▶ [Provided passage]:
________________________________________
Canadian chemists devise method to protect lithium metal anodes from corrosion and prevent fires and explosions
Using metallic lithium as the negative electrode in a battery has the potential to boost the battery’s performance by increasing the amount of charge it can store.
The team, based at the University of Waterloo in Ontario Province, has devised a method to get around two problems that have, until now, held back the development of metallic lithium batteries; corrosion of the electrode, which reduces the battery life, and development if microscopic whiskers of metal called dendrites caused by repeated charge-discharge cycles, which can lead to the risk of fires and explosions.
In a paper published in the journal Joule, the team explains that adding a phosphous sulphide (P2S5) to the battery’s electrolyte creates a thin film of a glassy protective compound, lithium sulphide (Li2S6) on the electrode which prevents both phenomena. This happens spontaneously inside an already-assembled cell, they add.
“We wanted a simple, scalable way to protect the lithium metal,” said team leader Quanquan Pang, who completed his PhD at Waterloo and is now a postdoc at MIT. “With this solution, we just add the compound and it works by itself.”
The increased energy density of the cells compared with standard lithium ion technology would increase typical electric vehicle range from some 200km on a single charge to around 600km, the team claims.
Improvements in battery technology are welcome, however range anxiety is stil caused by a lack of accessible charging points and the time to recharge!
There are some fundamental problems with the electric vehicles initiatives that seem to have captivated media and the politicians. If the bench mark is the Musk car with a battery of 200kwhr and it arrives at a service station half charged and requires topping off on a supercharge in 30 minutes that is 200kw of juice per car. 50 cars doing this simultaneously requires a 10MW grid connection. For 20 trucks with 1600kwhr batteries also arriving half charged and requiring to be fully charged in 30 minutes would require 16MW. A total supercharge peak demand of say 30MW at each service station and with 1000 service stations nationally would add 30GW onto the system at peak times. The infrastructure implications are “significant” . A power plant at each location possibly? Wind? Solar and other intermittent sources. Any general increase in electricity tariffs to pay for this sort of investment (+/- local power generation) would be inequitable and unfair for those not owning electric vehicles.
________________________________________
▶ [Data extract]:
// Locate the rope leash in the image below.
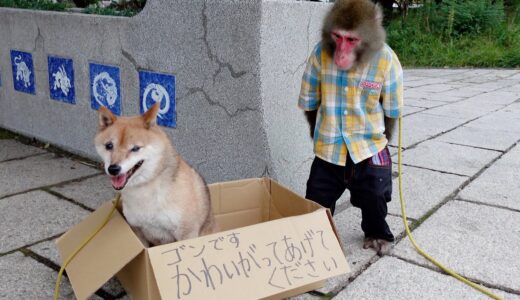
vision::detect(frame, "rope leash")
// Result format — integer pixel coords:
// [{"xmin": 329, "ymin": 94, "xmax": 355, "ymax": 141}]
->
[
  {"xmin": 54, "ymin": 193, "xmax": 121, "ymax": 300},
  {"xmin": 397, "ymin": 117, "xmax": 502, "ymax": 300}
]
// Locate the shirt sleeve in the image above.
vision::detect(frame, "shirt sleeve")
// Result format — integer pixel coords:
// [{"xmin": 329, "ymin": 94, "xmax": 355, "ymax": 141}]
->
[
  {"xmin": 381, "ymin": 51, "xmax": 403, "ymax": 118},
  {"xmin": 298, "ymin": 45, "xmax": 321, "ymax": 111}
]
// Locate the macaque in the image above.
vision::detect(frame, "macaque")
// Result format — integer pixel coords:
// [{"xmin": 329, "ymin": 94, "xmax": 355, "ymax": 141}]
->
[{"xmin": 298, "ymin": 0, "xmax": 403, "ymax": 255}]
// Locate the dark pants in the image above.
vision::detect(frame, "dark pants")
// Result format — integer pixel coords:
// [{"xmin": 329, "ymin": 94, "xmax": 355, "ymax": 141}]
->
[{"xmin": 305, "ymin": 148, "xmax": 394, "ymax": 241}]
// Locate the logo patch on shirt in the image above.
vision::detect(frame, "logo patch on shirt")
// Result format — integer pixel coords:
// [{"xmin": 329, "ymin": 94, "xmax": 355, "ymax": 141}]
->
[{"xmin": 361, "ymin": 80, "xmax": 383, "ymax": 90}]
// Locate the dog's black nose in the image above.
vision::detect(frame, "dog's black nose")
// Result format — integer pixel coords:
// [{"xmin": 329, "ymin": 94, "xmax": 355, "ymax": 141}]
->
[{"xmin": 108, "ymin": 165, "xmax": 121, "ymax": 176}]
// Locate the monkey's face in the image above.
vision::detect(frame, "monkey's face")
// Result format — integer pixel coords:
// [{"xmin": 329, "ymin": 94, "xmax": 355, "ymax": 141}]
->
[{"xmin": 331, "ymin": 29, "xmax": 361, "ymax": 70}]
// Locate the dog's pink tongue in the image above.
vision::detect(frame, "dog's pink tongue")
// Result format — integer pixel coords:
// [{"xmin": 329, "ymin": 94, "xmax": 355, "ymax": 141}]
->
[{"xmin": 112, "ymin": 174, "xmax": 126, "ymax": 189}]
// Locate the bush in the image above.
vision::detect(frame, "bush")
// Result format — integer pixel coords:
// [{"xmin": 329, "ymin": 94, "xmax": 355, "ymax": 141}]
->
[
  {"xmin": 386, "ymin": 0, "xmax": 520, "ymax": 68},
  {"xmin": 419, "ymin": 0, "xmax": 505, "ymax": 36},
  {"xmin": 0, "ymin": 0, "xmax": 68, "ymax": 11}
]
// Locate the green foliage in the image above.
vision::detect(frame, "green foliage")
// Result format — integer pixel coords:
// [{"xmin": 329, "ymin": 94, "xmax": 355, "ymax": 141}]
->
[
  {"xmin": 84, "ymin": 0, "xmax": 146, "ymax": 17},
  {"xmin": 0, "ymin": 0, "xmax": 69, "ymax": 11},
  {"xmin": 0, "ymin": 0, "xmax": 146, "ymax": 17}
]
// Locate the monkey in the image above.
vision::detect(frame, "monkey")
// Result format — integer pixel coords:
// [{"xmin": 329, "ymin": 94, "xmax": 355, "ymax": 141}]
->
[{"xmin": 298, "ymin": 0, "xmax": 403, "ymax": 255}]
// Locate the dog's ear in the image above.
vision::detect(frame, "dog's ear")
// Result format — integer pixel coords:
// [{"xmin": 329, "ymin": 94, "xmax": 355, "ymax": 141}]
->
[
  {"xmin": 143, "ymin": 102, "xmax": 161, "ymax": 129},
  {"xmin": 98, "ymin": 106, "xmax": 117, "ymax": 131}
]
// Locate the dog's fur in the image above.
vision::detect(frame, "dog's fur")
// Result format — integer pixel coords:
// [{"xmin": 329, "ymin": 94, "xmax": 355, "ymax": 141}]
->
[{"xmin": 95, "ymin": 103, "xmax": 217, "ymax": 246}]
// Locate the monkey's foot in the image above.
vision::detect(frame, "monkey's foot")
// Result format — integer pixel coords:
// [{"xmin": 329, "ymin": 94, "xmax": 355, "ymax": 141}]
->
[{"xmin": 363, "ymin": 238, "xmax": 393, "ymax": 256}]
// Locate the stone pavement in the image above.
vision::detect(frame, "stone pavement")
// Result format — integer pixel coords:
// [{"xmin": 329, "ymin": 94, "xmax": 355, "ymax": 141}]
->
[{"xmin": 0, "ymin": 69, "xmax": 520, "ymax": 299}]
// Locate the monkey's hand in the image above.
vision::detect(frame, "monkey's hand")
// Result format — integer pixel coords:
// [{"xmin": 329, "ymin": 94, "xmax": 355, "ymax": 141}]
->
[
  {"xmin": 385, "ymin": 116, "xmax": 396, "ymax": 143},
  {"xmin": 303, "ymin": 110, "xmax": 318, "ymax": 139}
]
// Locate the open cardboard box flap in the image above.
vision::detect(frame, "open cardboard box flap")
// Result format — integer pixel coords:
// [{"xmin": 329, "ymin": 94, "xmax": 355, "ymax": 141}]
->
________________________________________
▶ [Work required]:
List every university, institute, or journal named in the lithium anode article. None of the lines matter for what follows.

▶ [Exercise response]:
University of Waterloo, Joule, MIT